Tasks to carry out
a) Copy word for word the part of the passage on social change between "Within that compassion, I" and "may be achieved.", inclusive.
b) List the forms of discrimination that the passage on social change names as affecting marginalized communities.

Excerpt

Within that compassion, I find it imperative for individuals to demand social change by decolonizing their points of view and the ways they interact with the world. I will admit that I am still learning, but that’s why community is so important, so that we can learn from each other as we grow together. I aim to leverage the privilege that I do have to raise the voices of marginalized communities and to usher in new understanding for those who are not affected by racism, sexism, transphobia, homophobia, etc. We do not exist in a vacuum; intersectionality needs to be the lens through which we perceive people and our interactions. History has its role in informing present actions, so that a brighter future may be achieved.

The data
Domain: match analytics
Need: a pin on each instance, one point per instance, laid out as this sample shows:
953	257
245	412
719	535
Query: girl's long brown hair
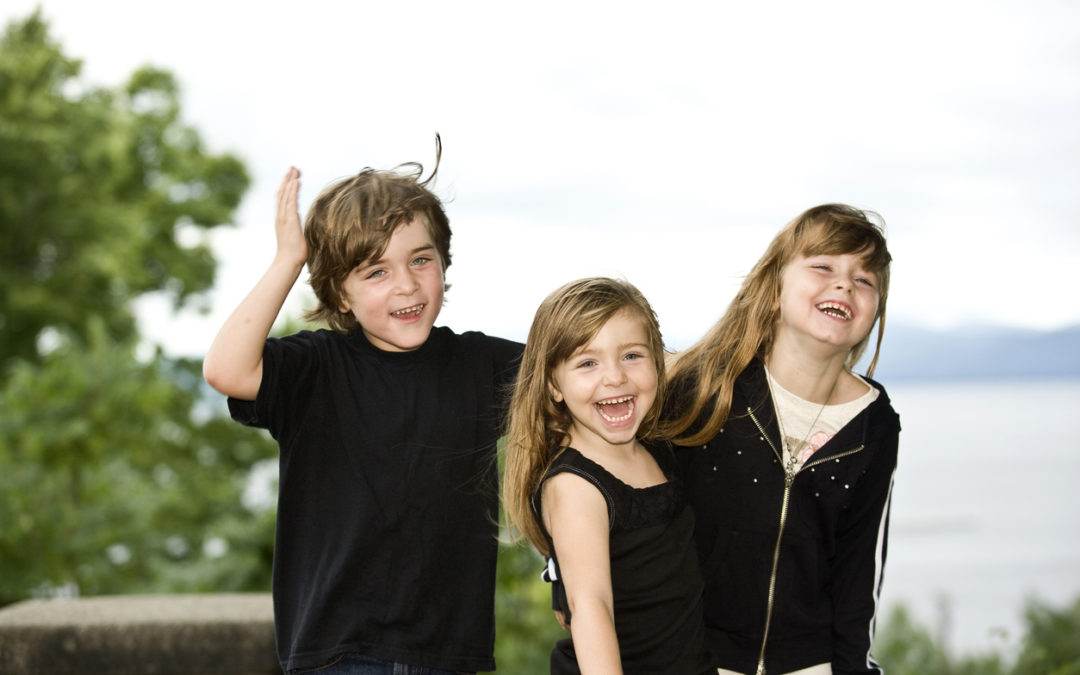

Your written answers
a)
Within that compassion, I find it imperative for individuals to demand social change by decolonizing their points of view and the ways they interact with the world. I will admit that I am still learning, but that’s why community is so important, so that we can learn from each other as we grow together. I aim to leverage the privilege that I do have to raise the voices of marginalized communities and to usher in new understanding for those who are not affected by racism, sexism, transphobia, homophobia, etc. We do not exist in a vacuum; intersectionality needs to be the lens through which we perceive people and our interactions. History has its role in informing present actions, so that a brighter future may be achieved.

b) Racism, sexism, transphobia, homophobia